Андрей Анпилов (бард, Москва)

Марк из офицерской семьи (хотя само по себе это мало что объясняет) и принял как предмет внимания и как стиль — сюжеты и большой стиль 10-х — 40-х. Принял его как поручение свыше и призвание — родительские и дедовские судьбы, надежды, заблуждения, их молодость.
В двойном преломлении — сквозь линзу любви, причастности — и сквозь гротеск и иронию. От себя Мерман мало что говорит, он предоставляет свой голос тем, кто уже безмолвен. Он не осуждает и не раскладывает павших на правых и виноватых — он даёт трагизму весёлый голос, хищно любуется и любовно ужасается победами и поражениями, героизмом и рыцарством, живучестью человеческого рода — как большим стилем жизни. Стилем одежды, выправки, освещения, прищуром и причёской, скрипом кожаных курток, музыкой, молодцеватостью во всех проявлениях.
Тем, что не является голой сутью времени — а тем, что является его художественным лицом, что блестит, хрустит и движется рядом, говорит о времени косвенно. Как кряхтит старое кино или шипят пластинки на 78-м оборотов. В аллегорическом смысле песни Марка сами — словно трофейный аккордеон Вельтмайстер. Страна капитулировала — и только он последний воюет, упрямо играет своё, хоть и в чужих руках.
И песни Мермана в конце концов попали туда, где они максимально уместны, где их присутствие максимально мотивировано — в театр и в кино.
Лично встречались мы в конце 80-х, тогда стали слышны одновременно несколько минских бардов и поэтов — и каждый на свой лад, и неповторимое лицо. У Казанцевой был широчайший лирико-иронических охват, она словно говорила от лица России или хотя бы её фабричной окраины.
-.-.-
» Ваши задания:
[1] Куда в итоге попали песни Мермана, согласно отрывку о Марке Мермане?
[2] Перепишите из отрывка о Марке Мермане всё, начиная с «Лично встречались мы» и вплоть до «её фабричной окраины.».

» Исходный материал:
-.-.-
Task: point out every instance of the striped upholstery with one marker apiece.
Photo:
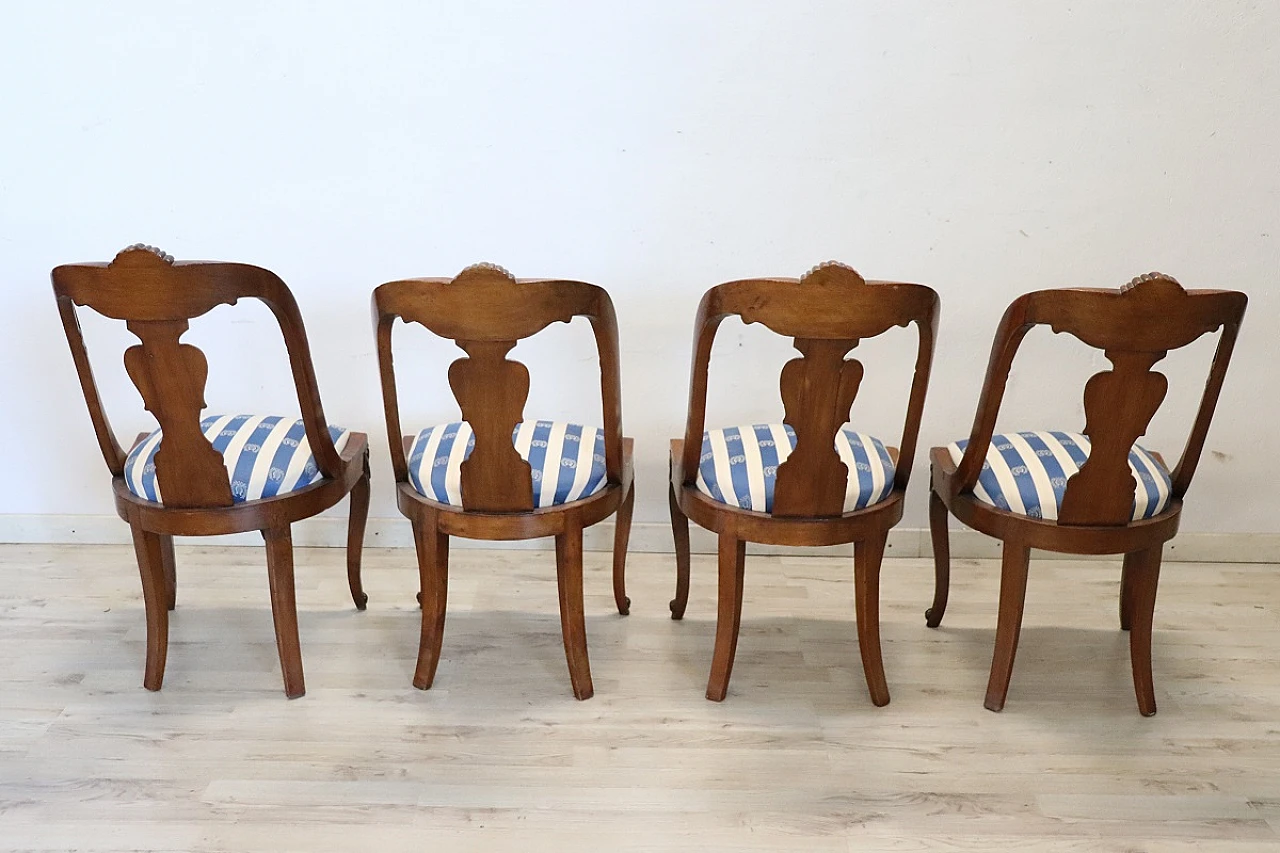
-.-.-
» Решения заданий:
[1] В театр и в кино.

[2]
Лично встречались мы в конце 80-х, тогда стали слышны одновременно несколько минских бардов и поэтов — и каждый на свой лад, и неповторимое лицо. У Казанцевой был широчайший лирико-иронических охват, она словно говорила от лица России или хотя бы её фабричной окраины.